# TASK TO COMPLETE
Carry on the opinion piece about motor insurance premiums and Direct Line's profits, starting right after its final sentence.

# DOCUMENT PASSAGE
It comes a couple of weeks after I penned an attack on the insurance industry for trying to pin the blame for the record costs of insuring a car on the cost of compensating accident victims such as myself.

I ventured to suggest that the real reason premiums are rising is, instead, down to the industry’s desire for greater profits, and a lack of competition in the market to keep them down.

Direct Line’s results, which show a 9.5 per cent increase in operating profits to £354.2m, add weight to my argument.

First the background. The industry screamed blue murder following the Government’s decision to tweak the “Ogden rate”, which is used to calculate what is paid to compensate people for what are often awful injuries, in victims’ favour. Bear in mind, we aren’t all the fake whiplash claimants that insurers would like you to believe we are. Some of us are grappling with serious disabilities.

The Association of British Insurers took aim at the decision when its own figures revealed that motor insurance premiums have risen by 11 per cent in the last year.

But here’s what Direct Line had to say on the subject in its results statement: “Detailed case reviews conducted in Q2 (the second quarter of the year) of the additional costs arising from the lowering of the Ogden discount rate indicated a lower than expected increase to claims costs. This has resulted in a reserve release of £49m, leading to a total prior-year reserve release of £174.6m in the first half of 2017.”

In other words, we’re not taking the hit we thought we would from paying out a bit more to compensate paraplegics, amputees, people in constant pain (such as myself). So we’re kicking £49m extra over to our shareholders.

Here are some more figures from its statement that you might like to consider: Direct Line’s motor insurance loss ratio improved from 84.6 per cent in the first half of 2016 to 81.7 per cent in the first half of 2017. What that means is that claims are reducing as a proportion of the premiums it takes in. As a result, it’s making more money. Happy days for Direct Line shareholders!

# SUPPLIED ENTRIES
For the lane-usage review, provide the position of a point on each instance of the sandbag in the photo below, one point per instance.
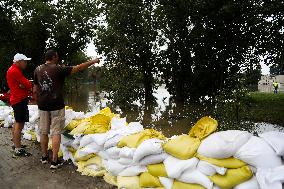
(128, 182)
(175, 167)
(230, 163)
(147, 180)
(118, 123)
(203, 128)
(148, 147)
(182, 185)
(153, 159)
(109, 178)
(195, 177)
(223, 144)
(113, 167)
(157, 170)
(275, 139)
(250, 184)
(133, 171)
(232, 178)
(209, 169)
(258, 153)
(134, 140)
(80, 129)
(126, 152)
(182, 147)
(166, 182)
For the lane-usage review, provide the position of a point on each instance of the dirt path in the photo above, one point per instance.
(29, 173)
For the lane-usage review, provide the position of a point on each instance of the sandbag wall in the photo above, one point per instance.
(130, 157)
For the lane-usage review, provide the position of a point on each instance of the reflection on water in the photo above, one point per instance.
(165, 115)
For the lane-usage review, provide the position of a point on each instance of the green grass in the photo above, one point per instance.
(264, 107)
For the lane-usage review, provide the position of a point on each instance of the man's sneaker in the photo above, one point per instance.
(56, 165)
(21, 153)
(22, 146)
(44, 160)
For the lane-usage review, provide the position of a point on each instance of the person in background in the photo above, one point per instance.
(275, 86)
(20, 89)
(48, 88)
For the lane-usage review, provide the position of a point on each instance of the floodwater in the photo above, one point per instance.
(165, 115)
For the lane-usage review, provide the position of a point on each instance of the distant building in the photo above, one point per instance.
(266, 83)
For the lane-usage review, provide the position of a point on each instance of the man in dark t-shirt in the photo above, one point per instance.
(49, 81)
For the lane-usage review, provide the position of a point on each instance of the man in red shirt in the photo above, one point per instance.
(20, 89)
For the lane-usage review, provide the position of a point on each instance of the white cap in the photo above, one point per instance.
(19, 56)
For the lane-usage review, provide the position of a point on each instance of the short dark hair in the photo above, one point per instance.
(50, 54)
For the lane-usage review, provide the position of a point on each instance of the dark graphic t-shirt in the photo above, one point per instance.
(49, 79)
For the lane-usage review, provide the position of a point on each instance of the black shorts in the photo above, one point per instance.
(21, 111)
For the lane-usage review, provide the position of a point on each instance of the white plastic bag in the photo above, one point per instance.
(148, 147)
(258, 153)
(153, 159)
(223, 144)
(276, 140)
(175, 167)
(250, 184)
(133, 171)
(166, 182)
(195, 177)
(209, 169)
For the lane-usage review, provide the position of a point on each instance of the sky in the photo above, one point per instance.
(91, 51)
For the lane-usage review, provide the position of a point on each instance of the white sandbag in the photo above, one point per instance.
(112, 141)
(125, 161)
(263, 181)
(133, 171)
(195, 177)
(250, 184)
(113, 167)
(223, 144)
(148, 147)
(166, 182)
(175, 167)
(100, 139)
(118, 123)
(127, 152)
(85, 140)
(275, 139)
(153, 159)
(103, 155)
(91, 148)
(113, 152)
(209, 169)
(258, 153)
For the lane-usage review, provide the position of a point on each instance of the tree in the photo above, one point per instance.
(126, 37)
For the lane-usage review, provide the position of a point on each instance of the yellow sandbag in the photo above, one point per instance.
(128, 182)
(80, 129)
(93, 173)
(32, 133)
(134, 140)
(73, 124)
(109, 178)
(203, 128)
(232, 177)
(83, 158)
(182, 185)
(97, 160)
(147, 180)
(230, 163)
(157, 170)
(182, 147)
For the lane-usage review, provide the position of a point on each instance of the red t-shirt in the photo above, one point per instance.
(14, 78)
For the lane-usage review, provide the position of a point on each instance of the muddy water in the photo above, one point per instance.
(164, 115)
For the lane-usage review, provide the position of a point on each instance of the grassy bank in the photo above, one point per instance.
(264, 107)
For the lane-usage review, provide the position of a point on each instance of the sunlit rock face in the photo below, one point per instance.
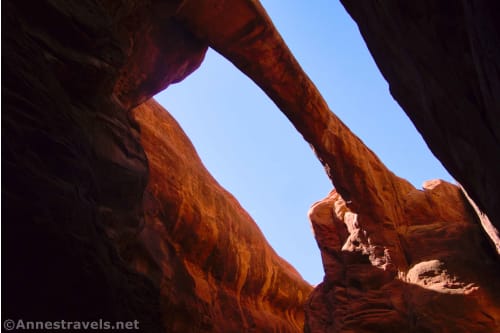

# RESPONSE
At this point, I should stress that this piece should not be read as an attack on Direct Line. In fact, it is a company that has (in the past) served as a welcome, and disruptive, market entrant that enhanced competition.

My argument a couple of weeks ago was rather that, despite Direct Line’s past activities, the insurance market is not competitive enough to keep prices down (and that the competition authorities and/or the Financial Conduct Authority should investigate as a result).

Hence you paying through the nose for your insurance.

But you don’t just have to take my word for it. I based my original conclusions on a study by city consultancy Capital Economics. It found that while there are a lot of brands under which insurance companies sell their product, the actual number of underwriters, which control pricing, is quite small. There are just nine big ones.

On the back of its results, Direct Line has increased its interim dividend to shareholders by a staggering 38.8 per cent. You read that right: The dividend increased by 38.8 per cent.

Remember that number when you get your renewal letter.